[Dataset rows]
>>>>>

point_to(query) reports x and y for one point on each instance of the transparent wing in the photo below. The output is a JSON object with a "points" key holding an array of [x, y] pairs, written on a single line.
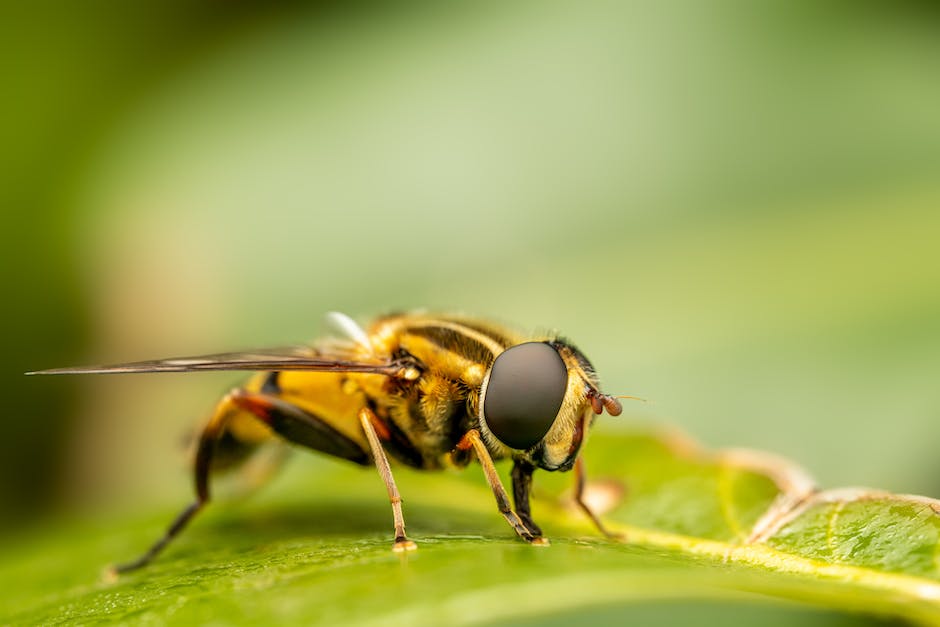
{"points": [[287, 358]]}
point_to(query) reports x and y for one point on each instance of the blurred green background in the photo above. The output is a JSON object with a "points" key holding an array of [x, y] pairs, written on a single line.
{"points": [[732, 208]]}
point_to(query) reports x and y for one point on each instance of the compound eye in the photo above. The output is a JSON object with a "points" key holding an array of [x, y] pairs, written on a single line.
{"points": [[524, 393]]}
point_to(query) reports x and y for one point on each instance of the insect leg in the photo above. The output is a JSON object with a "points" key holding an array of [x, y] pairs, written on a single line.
{"points": [[521, 484], [579, 481], [472, 439], [368, 420], [286, 419], [213, 430]]}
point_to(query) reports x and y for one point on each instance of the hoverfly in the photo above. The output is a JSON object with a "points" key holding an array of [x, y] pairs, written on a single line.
{"points": [[426, 390]]}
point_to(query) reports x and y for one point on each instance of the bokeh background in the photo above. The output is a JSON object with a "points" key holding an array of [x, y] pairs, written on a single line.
{"points": [[732, 208]]}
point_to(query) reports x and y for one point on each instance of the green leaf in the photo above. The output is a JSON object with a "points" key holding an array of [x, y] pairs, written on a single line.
{"points": [[719, 531]]}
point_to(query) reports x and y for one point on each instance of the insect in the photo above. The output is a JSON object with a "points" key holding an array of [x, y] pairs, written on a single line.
{"points": [[429, 391]]}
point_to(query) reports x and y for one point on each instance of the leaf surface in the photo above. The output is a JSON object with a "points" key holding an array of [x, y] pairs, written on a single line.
{"points": [[720, 530]]}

<<<<<

## WHAT NEEDS TO BE DONE:
Quote all of the material above word for word, leaving out the pictures.

## SOLUTION BELOW:
point_to(query) reports x and y for one point on each instance of the transparent wing in the photo below. The output is a JSON object with a "points" key holding an array of [x, y] pairs, written on a single line.
{"points": [[287, 358]]}
point_to(query) reports x and y for one point on each instance of the blurred green background in the photo above. The output is a JSON object with a "points" key holding an array of [x, y] pairs, written on a single line.
{"points": [[732, 208]]}
point_to(query) reports x and y for one point on each instance of the compound eye in the photo above. The output is a JSON object with a "points" key holding an array of [x, y] pairs, written on a single line.
{"points": [[524, 393]]}
point_to(query) reports x and y for one point on each instance of the insect leg in the photo above. The output is a JSON object with a "points" key holding an array of [x, y] pairs, written on a single line.
{"points": [[521, 484], [579, 481], [472, 439], [368, 420], [286, 419], [213, 430]]}
point_to(query) reports x and y for one point on each instance of the hoverfly in the photo above. The output is a JSON object with a "points" key holding an array of [x, y] pairs, written on a single line.
{"points": [[426, 390]]}
point_to(query) reports x and y for one point on each instance of the bokeh background in the photo above. The output is a JSON object with a "points" key holding an array of [x, y] pairs, written on a single line.
{"points": [[732, 208]]}
point_to(query) reports x and y for one point on each instance of the green leaf in the photo above. The output is a JSON object with a "points" key holding an array of [x, y] pairs, written on a single line.
{"points": [[719, 531]]}
point_to(query) reports x and y for one point on each instance of the insect in the photo above. The output is a JSON object with a "points" key holding an array of [x, y] pairs, written on a single line.
{"points": [[429, 391]]}
point_to(query) reports x and y for one point on each instance of the leaf surface in the photo above. The output is a JSON object with a "points" key holding an array of [x, y] pairs, written on a single line.
{"points": [[720, 530]]}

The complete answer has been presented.